### What you will do
Rewrite every line of the material, switching "top-left corner" to "upper-left corner" and leaving everything else unchanged.

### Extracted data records

========

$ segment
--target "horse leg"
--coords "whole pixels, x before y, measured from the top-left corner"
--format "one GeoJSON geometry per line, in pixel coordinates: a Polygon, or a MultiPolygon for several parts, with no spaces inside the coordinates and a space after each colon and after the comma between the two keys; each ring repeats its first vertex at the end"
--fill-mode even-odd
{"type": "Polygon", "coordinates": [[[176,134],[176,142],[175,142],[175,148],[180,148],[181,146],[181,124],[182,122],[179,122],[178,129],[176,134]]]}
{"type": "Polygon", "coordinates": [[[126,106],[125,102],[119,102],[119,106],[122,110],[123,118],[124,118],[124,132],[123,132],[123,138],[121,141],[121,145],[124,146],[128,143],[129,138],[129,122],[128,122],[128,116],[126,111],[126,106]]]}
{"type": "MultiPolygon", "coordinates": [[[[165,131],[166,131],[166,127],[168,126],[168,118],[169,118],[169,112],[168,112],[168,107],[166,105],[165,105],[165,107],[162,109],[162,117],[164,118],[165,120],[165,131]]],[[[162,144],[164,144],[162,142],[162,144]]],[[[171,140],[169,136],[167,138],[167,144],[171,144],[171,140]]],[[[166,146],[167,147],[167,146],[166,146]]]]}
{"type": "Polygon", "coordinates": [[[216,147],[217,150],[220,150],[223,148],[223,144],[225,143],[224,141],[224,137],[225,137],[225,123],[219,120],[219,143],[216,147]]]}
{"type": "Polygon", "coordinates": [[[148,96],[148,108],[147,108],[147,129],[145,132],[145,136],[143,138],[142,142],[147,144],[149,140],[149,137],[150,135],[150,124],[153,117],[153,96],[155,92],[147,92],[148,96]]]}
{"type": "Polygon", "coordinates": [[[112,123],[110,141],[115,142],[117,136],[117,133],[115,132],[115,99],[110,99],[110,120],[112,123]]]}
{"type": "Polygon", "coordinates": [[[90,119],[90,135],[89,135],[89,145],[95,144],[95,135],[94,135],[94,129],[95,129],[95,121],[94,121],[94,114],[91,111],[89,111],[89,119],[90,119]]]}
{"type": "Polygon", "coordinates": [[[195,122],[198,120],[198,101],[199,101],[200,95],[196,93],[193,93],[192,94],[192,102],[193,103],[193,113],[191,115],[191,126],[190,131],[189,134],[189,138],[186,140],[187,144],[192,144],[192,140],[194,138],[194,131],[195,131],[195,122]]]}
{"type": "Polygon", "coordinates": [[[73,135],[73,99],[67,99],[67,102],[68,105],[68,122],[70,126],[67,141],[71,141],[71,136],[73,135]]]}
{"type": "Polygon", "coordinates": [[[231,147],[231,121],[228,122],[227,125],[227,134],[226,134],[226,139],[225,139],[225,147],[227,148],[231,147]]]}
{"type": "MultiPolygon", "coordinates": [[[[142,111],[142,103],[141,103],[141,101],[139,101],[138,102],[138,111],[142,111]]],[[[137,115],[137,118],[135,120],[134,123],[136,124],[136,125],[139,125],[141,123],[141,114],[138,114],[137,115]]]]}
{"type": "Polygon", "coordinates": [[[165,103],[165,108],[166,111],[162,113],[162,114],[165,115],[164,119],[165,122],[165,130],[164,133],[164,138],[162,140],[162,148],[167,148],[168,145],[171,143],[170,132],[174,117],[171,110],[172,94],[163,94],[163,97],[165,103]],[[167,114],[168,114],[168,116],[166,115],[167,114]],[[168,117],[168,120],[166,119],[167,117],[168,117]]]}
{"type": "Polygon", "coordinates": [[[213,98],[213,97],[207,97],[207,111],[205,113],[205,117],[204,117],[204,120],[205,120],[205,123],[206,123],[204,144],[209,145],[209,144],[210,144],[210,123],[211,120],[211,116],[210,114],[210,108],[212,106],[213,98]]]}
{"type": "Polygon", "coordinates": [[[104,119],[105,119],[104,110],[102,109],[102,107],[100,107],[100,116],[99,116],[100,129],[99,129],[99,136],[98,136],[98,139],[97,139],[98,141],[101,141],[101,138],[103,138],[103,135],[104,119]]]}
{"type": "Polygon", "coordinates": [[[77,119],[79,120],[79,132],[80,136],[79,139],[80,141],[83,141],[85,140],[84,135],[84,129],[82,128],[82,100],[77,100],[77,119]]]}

========

### Full output
$ segment
--target "horse leg"
--coords "whole pixels, x before y, measured from the upper-left corner"
--format "one GeoJSON geometry per line, in pixel coordinates: a Polygon, or a MultiPolygon for several parts, with no spaces inside the coordinates and a space after each colon and after the comma between the two keys; each ring repeats its first vertex at the end"
--fill-mode even-odd
{"type": "Polygon", "coordinates": [[[176,134],[176,142],[175,142],[175,148],[180,148],[181,146],[181,124],[182,122],[179,122],[178,129],[176,134]]]}
{"type": "Polygon", "coordinates": [[[126,106],[125,102],[119,102],[119,106],[122,110],[123,118],[124,118],[124,132],[123,132],[123,138],[121,141],[121,145],[124,146],[128,143],[129,138],[129,122],[128,122],[128,116],[126,111],[126,106]]]}
{"type": "MultiPolygon", "coordinates": [[[[165,131],[166,131],[166,127],[168,126],[168,118],[169,118],[169,112],[168,112],[168,107],[166,105],[165,105],[165,107],[162,109],[162,117],[164,118],[165,120],[165,131]]],[[[162,144],[164,144],[162,142],[162,144]]],[[[171,140],[169,136],[167,138],[167,144],[171,144],[171,140]]],[[[166,146],[167,147],[167,146],[166,146]]]]}
{"type": "Polygon", "coordinates": [[[216,147],[217,150],[220,150],[223,148],[223,144],[225,143],[224,141],[224,137],[225,137],[225,123],[219,120],[219,143],[216,147]]]}
{"type": "Polygon", "coordinates": [[[148,96],[148,108],[147,108],[147,129],[145,132],[145,136],[143,138],[142,142],[147,144],[149,140],[149,137],[150,135],[150,124],[153,117],[153,96],[155,92],[147,92],[148,96]]]}
{"type": "Polygon", "coordinates": [[[112,123],[110,141],[115,142],[117,136],[117,133],[115,132],[115,99],[110,99],[110,120],[112,123]]]}
{"type": "Polygon", "coordinates": [[[90,119],[90,135],[89,135],[89,145],[95,144],[95,135],[94,135],[94,129],[95,129],[95,121],[94,121],[94,114],[91,111],[89,111],[89,119],[90,119]]]}
{"type": "Polygon", "coordinates": [[[195,122],[198,120],[198,101],[199,101],[200,95],[196,93],[193,93],[192,94],[192,102],[193,103],[193,113],[191,115],[191,126],[190,131],[189,134],[189,138],[186,140],[187,144],[192,144],[192,140],[194,138],[194,131],[195,131],[195,122]]]}
{"type": "Polygon", "coordinates": [[[73,135],[73,99],[67,99],[67,102],[68,105],[68,122],[70,126],[67,141],[71,141],[71,136],[73,135]]]}
{"type": "Polygon", "coordinates": [[[231,147],[231,121],[228,122],[227,125],[227,134],[226,134],[226,139],[225,139],[225,147],[227,148],[231,147]]]}
{"type": "MultiPolygon", "coordinates": [[[[142,111],[142,103],[141,103],[141,101],[139,101],[138,102],[138,111],[142,111]]],[[[137,115],[137,118],[135,120],[134,123],[136,124],[136,125],[139,125],[141,123],[141,114],[138,114],[137,115]]]]}
{"type": "Polygon", "coordinates": [[[165,103],[165,108],[166,111],[162,113],[162,114],[165,115],[164,119],[165,122],[165,130],[164,133],[164,138],[162,140],[162,148],[167,148],[168,145],[171,143],[170,132],[174,117],[171,110],[172,94],[163,94],[163,97],[165,103]],[[167,114],[168,114],[168,116],[166,115],[167,114]],[[168,117],[168,120],[166,119],[167,117],[168,117]]]}
{"type": "Polygon", "coordinates": [[[213,98],[213,97],[207,97],[207,111],[205,113],[205,117],[204,117],[204,120],[205,120],[205,123],[206,123],[204,144],[209,145],[209,144],[210,144],[210,123],[211,120],[211,116],[210,114],[210,108],[212,106],[213,98]]]}
{"type": "Polygon", "coordinates": [[[104,119],[105,119],[104,110],[102,109],[102,107],[100,107],[100,116],[99,116],[100,129],[99,129],[99,136],[98,136],[98,139],[97,139],[98,141],[101,141],[101,138],[103,138],[103,135],[104,119]]]}
{"type": "Polygon", "coordinates": [[[77,119],[79,120],[79,132],[80,136],[79,139],[80,141],[83,141],[85,140],[84,135],[84,129],[82,128],[82,100],[77,100],[77,119]]]}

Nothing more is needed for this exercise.